::: Vorgegebener Text :::
Im Gegensatz zu vielen bisher verfügbaren immunsuppressiven Medikamenten werden durch Fingolimod die Immunzellen nicht abgetötet oder an der Vermehrung gehindert. Stattdessen hemmt Fingolimod die Wanderung von Lymphozyten aus den lymphoiden Organen ins Blut und senkt so die Zahl entzündungsfördernder Lymphozyten, die im Zentralnervensystem schädigend wirken könnten.
Fingolimod wird nach Einnahme durch das Enzym Sphingosin-Kinase-2 zu FTY720-Phosphat (FTY720-P) umgebaut, das dann an die auf Zelloberflächen vorhandenen Sphingosin-1-phosphat-(S1P)-Rezeptoren S1P1, S1P3, S1P4, und S1P5 binden kann.[23] Wesentlich für den Wirkmechanismus von FTY720-P ist vor allem der S1P1-Rezeptor auf T- und B-Lymphozyten. S1P1-Rezeptoren werden von FTY720-P 'internalisiert', das heißt, aus der Zellmembran ins Innere der Zelle verlagert und abgebaut.[24][25] Dieser Abbau ist für die Hemmung der S1P1-abhängigen Auswanderung der Lymphozyten aus den Lymphknoten ins Blut[24] und die infolgedessen verminderte Einwanderung entzündungsfördernder Zellen in periphere Organe und ins Zentralnervensystem verantwortlich.[24][25][26]
Seit 2011 müssen sich – in Deutschland – neu zugelassene Medikamente mit neuen Wirkstoffen aufgrund § 35a SGB V (AMNOG) einer frühen Nutzenbewertung durch den Gemeinsamen Bundesausschuss (G-BA) unterziehen, wenn der pharmazeutische Hersteller einen höheren Verkaufspreis als nur den Festbetrag erzielen möchte. Nur wenn ein Zusatznutzen besteht, kann der Arzneimittelhersteller mit dem Spitzenverband der gesetzlichen Krankenkassen einen Preis aushandeln. Dies gilt auch für Fingolimod. Eine Beschlussfassung hinsichtlich des „Zusatznutzen“ von Fingolimod durch den G-BA fand Ende März 2012 statt.[27] Laut G-BA wurde dem Wirkstoff Fingolimod Anhaltspunkte für einen geringen Zusatznutzen durch eine statistisch signifikante Reduktion grippeähnlicher Symptome bei Patienten mit einem fortschreitenden schweren schubförmig remittierenden Verlauf bestätigt. Die Geltungsdauer des Beschlusses wurde allerdings aufgrund eines erhöhten Risikoprofils sowie des schwachen Nutzenbelegs auf drei Jahre befristet.[28][29] In einer neuen Nutzenbewertung kommt das IQWiG im März 2016 zum Ergebnis: kein Anhaltspunkt für Zusatznutzen im neuen Anwendungsgebiet. Der Gemeinsame Bundesausschuss (G-BA) aber fasst den abschließenden Beschluss über das Ausmaß des Zusatznutzens.[30]
Anfang der 1990er-Jahre entdeckte ein japanisches Forscherteam der Universität Kyōto die immunsuppressive Wirkung von Myriocin. Myriocin wurde chemisch zu FTY720 (Fingolimod) verändert und so eine bessere Verträglichkeit erzielt. 1997 lizenzierte das japanische Unternehmen Yoshitomi Fingolimod an Novartis aus.[13] Der Arzneistoff wurde zunächst in Kombination mit Cyclosporin zur Unterdrückung der Abstoßungsreaktion nach Nierentransplantation klinisch getestet; später wurde die Entwicklung von Fingolimod für die Transplantationsmedizin jedoch eingestellt.
:::
• Aufgabe 1
Nenne alle Rezeptoren, an die FTY720-Phosphat laut dem Text über Fingolimod binden kann.
• Aufgabe 2
Schreib den Text über Fingolimod nach seinem letzten Satz weiter.
::: Bereitgestellte Daten :::
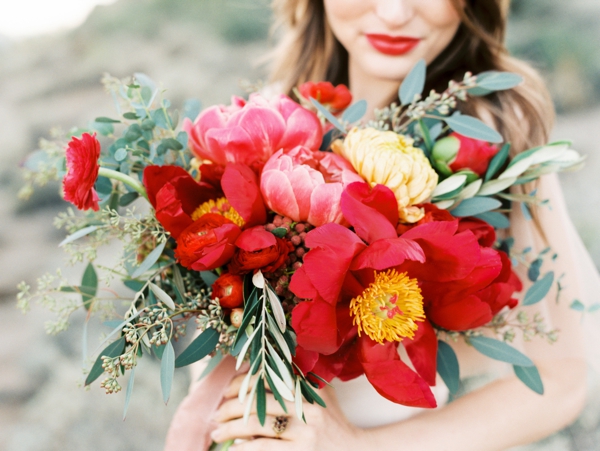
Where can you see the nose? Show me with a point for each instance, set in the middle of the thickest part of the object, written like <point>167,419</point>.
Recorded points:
:::
::: Bereitgestellte Daten :::
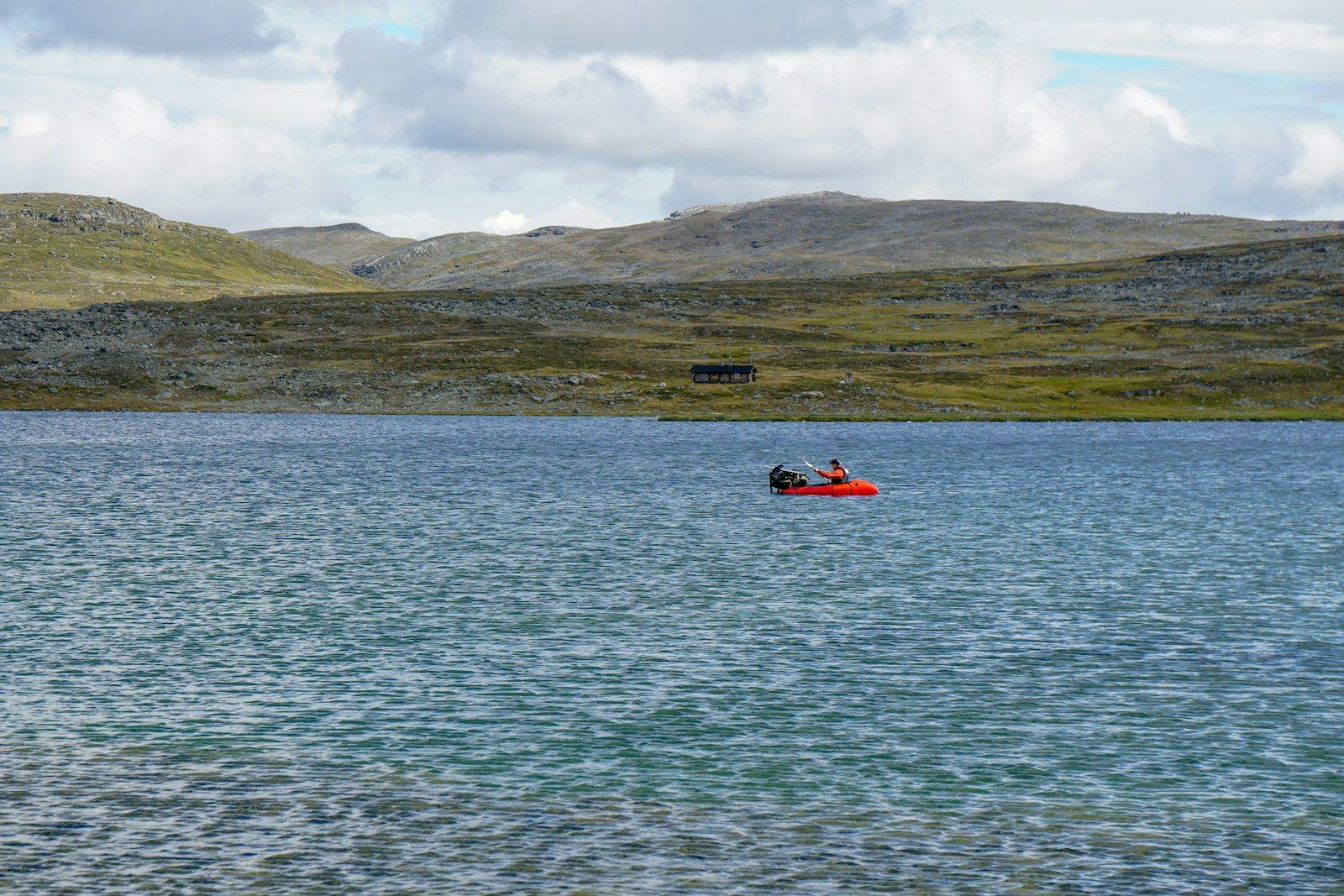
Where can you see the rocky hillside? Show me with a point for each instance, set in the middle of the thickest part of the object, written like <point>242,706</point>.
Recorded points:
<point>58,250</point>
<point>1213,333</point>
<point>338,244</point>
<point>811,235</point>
:::
::: Bereitgestellte Daten :::
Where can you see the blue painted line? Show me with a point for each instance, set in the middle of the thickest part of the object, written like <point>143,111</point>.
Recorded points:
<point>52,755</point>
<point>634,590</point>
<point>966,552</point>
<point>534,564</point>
:::
• Schriftliche Antwort 1
S1P1, S1P3, S1P4 und S1P5

• Schriftliche Antwort 2
Die Erstzulassungen des Wirkstoffs für MS erfolgten 2010 in Russland[31] und den USA.[32] 2011 wurde Fingolimod auch in der Schweiz und in der EU zugelassen.
Der Handelsname von Fingolimod ist Gilenya. Novartis hatte zuvor den Namen Gilenia bekanntgegeben, änderte ihn aber später auf die heutige Form ab.